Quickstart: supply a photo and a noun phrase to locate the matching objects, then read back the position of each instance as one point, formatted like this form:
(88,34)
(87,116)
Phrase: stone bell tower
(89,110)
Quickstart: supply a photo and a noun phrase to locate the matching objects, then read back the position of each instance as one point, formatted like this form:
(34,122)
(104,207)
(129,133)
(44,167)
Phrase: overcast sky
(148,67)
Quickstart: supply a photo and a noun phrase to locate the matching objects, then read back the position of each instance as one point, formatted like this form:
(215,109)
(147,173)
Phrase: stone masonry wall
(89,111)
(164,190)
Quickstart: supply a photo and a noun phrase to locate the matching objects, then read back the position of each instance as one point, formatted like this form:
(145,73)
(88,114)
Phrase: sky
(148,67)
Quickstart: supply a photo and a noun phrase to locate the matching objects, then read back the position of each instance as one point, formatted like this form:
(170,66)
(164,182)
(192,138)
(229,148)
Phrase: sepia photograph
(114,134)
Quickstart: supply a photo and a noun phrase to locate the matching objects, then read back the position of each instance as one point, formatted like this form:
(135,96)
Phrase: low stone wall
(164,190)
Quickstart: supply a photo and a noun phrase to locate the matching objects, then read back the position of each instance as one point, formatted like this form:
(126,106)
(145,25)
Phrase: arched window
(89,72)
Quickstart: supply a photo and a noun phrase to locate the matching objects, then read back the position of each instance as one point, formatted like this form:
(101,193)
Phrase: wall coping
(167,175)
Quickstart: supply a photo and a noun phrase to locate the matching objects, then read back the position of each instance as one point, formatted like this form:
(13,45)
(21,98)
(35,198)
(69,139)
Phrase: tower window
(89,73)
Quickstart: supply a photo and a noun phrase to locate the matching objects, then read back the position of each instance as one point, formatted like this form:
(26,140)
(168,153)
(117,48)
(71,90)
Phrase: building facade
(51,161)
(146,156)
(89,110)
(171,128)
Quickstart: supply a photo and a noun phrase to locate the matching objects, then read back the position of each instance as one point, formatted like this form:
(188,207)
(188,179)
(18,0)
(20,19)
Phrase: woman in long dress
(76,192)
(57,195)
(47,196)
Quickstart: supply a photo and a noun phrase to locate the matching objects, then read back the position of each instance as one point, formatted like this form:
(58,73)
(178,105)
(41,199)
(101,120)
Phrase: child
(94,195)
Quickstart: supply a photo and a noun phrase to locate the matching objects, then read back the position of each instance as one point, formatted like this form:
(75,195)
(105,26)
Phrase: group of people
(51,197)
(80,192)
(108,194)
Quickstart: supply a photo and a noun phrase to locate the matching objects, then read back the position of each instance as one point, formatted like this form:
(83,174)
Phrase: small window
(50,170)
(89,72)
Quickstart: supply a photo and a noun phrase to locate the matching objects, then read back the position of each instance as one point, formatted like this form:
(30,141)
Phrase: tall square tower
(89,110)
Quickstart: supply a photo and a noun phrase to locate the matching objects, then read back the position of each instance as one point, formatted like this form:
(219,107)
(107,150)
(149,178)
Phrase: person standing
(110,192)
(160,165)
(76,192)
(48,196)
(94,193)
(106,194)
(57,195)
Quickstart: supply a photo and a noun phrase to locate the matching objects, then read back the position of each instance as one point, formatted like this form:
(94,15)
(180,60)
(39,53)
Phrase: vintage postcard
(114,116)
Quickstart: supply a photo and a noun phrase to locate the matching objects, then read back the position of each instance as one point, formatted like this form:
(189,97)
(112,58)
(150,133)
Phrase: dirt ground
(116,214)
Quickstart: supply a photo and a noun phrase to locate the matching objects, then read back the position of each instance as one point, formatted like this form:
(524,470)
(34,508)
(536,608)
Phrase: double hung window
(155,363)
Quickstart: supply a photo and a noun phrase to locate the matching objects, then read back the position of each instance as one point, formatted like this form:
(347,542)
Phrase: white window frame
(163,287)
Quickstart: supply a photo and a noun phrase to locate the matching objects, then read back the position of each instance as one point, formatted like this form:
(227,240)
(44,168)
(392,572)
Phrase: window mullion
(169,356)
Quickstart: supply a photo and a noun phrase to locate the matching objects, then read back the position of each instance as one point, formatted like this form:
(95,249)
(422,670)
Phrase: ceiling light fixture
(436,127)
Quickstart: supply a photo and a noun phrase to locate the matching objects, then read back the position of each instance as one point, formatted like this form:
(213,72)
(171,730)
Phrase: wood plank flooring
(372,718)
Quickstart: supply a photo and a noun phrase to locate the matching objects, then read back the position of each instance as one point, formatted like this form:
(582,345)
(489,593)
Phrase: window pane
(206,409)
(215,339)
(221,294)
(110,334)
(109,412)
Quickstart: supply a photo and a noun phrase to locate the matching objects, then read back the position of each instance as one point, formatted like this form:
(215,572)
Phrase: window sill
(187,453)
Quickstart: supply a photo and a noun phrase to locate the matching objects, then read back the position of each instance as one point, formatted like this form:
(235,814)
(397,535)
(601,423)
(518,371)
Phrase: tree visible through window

■ What is being asked
Each entry above is to be set down again in exactly the same words.

■ Task answer
Quickstart: supply a photo and a noun phrase to locate the matching objects, then read back the position of each instance as one point, formatted like this form:
(88,34)
(87,116)
Phrase: stone bell tower
(89,110)
Quickstart: supply a photo and a noun phrase to locate the matching objects, then read back the position of each instance as one point, formatted like this form:
(34,122)
(104,207)
(129,133)
(44,167)
Phrase: overcast sky
(148,67)
Quickstart: supply a photo and a noun phrase to locate the matching objects, then read back the position of each instance as one point, formatted like this form:
(215,109)
(147,173)
Phrase: stone masonry wall
(89,111)
(164,190)
Quickstart: supply a photo and a noun phrase to locate the matching objects, then read back the position of each instance as one point, formatted like this form:
(145,73)
(88,114)
Phrase: sky
(148,67)
Quickstart: supply a photo and a noun phrase to locate the matching objects, then read back the position of each instance as one point, formatted like this form:
(170,66)
(164,182)
(192,138)
(229,148)
Phrase: sepia photograph
(114,134)
Quickstart: supply a photo and a noun phrase to locate the matching objects, then read back the position of each instance as one point, formatted like this form:
(135,96)
Phrase: low stone wall
(164,190)
Quickstart: supply a photo and a noun phrase to locate the matching objects, then read back the position of each instance as one point, formatted like this form:
(126,106)
(145,25)
Phrase: arched window
(89,72)
Quickstart: supply a photo and a noun phrase to locate the matching objects, then read back the position of each instance as one point, formatted like this form:
(101,193)
Phrase: wall coping
(167,175)
Quickstart: supply a photo and a noun phrase to locate the matching objects, then read back the position of each instance as one point, formatted like this form:
(13,45)
(21,98)
(35,198)
(69,139)
Phrase: tower window
(89,73)
Quickstart: supply a photo and a noun phrase to locate the matching objects, then read back the position of each instance as one point, formatted like this form:
(26,140)
(168,153)
(117,48)
(71,90)
Phrase: building facade
(51,161)
(146,156)
(89,110)
(171,128)
Quickstart: supply a photo and a noun phrase to locate the matching objects, then read back the position of each instance as one point, formatted like this form:
(188,207)
(188,179)
(18,0)
(20,19)
Phrase: woman in long dress
(76,192)
(57,195)
(47,196)
Quickstart: supply a photo and a noun phrase to locate the matching objects, then read back the position of each instance as one point, formatted like this form:
(58,73)
(178,105)
(41,199)
(101,120)
Phrase: child
(94,195)
Quickstart: supply a photo and a noun phrase to locate the matching objects, then read back the position of each instance as one point, formatted like this form:
(75,195)
(105,26)
Phrase: group of people
(51,197)
(80,192)
(108,194)
Quickstart: supply a photo and a noun phrase to locate the matching objects, then read back the position of each instance as one point, formatted like this form:
(83,174)
Phrase: small window
(50,170)
(89,72)
Quickstart: supply a photo and a noun phrase to locate the matching objects, then read back the position of each instance as one point, formatted like this form:
(30,141)
Phrase: tall square tower
(89,110)
Quickstart: supply a photo and a noun phrase to locate the matching objects, then read back the position of each instance as one point, formatted like this form:
(219,107)
(107,150)
(149,178)
Phrase: person standing
(110,192)
(160,165)
(76,192)
(48,196)
(94,193)
(106,194)
(57,195)
Quickstart: supply a photo and a noun phrase to locate the matching objects, then read back the position of each instance as one point, formatted like this form:
(94,15)
(180,60)
(39,53)
Phrase: vintage postcard
(114,116)
Quickstart: supply a photo and a noun phrase to locate the matching objects, then read back the position of each instance as one point, formatted like this form:
(189,97)
(112,58)
(150,133)
Phrase: dirt ground
(116,214)
Quickstart: supply a photo and a noun phrase to locate the matching objects, then read back the position of each instance as one point, formatted like this form:
(524,470)
(34,508)
(536,608)
Phrase: double hung window
(155,363)
Quickstart: supply a photo and a noun phrase to locate the matching objects, then read back the position of each instance as one point, formatted like this form:
(347,542)
Phrase: white window frame
(163,287)
Quickstart: supply a photo and a noun phrase to locate the matching objects, then read back the position of each instance as one point, formatted like this form:
(227,240)
(44,168)
(392,572)
Phrase: window mullion
(169,356)
Quickstart: supply a photo and a noun phrase to locate the matching objects, then read back the position of each instance as one point, formatted like this form:
(95,249)
(422,670)
Phrase: ceiling light fixture
(436,127)
Quickstart: supply a photo and a noun phrase to locate the matching objects, then read back the position of each instance as one point, formatted like this form:
(213,72)
(171,730)
Phrase: wood plank flooring
(372,718)
Quickstart: supply a photo and a noun phrase to locate the matching objects, then read back the position of each instance as one point, formatted like this form:
(582,345)
(489,593)
Phrase: window pane
(206,409)
(215,339)
(221,294)
(110,334)
(109,412)
Quickstart: supply a photo and a noun phrase to locate the matching objects, then read back the position of each instance as one point, formatted like this form:
(215,572)
Phrase: window sill
(187,453)
Quickstart: supply a photo and a noun phrase to locate the matching objects, then read back the position of each instance as one point, formatted like this form:
(235,814)
(397,535)
(601,423)
(518,371)
Phrase: tree visible through window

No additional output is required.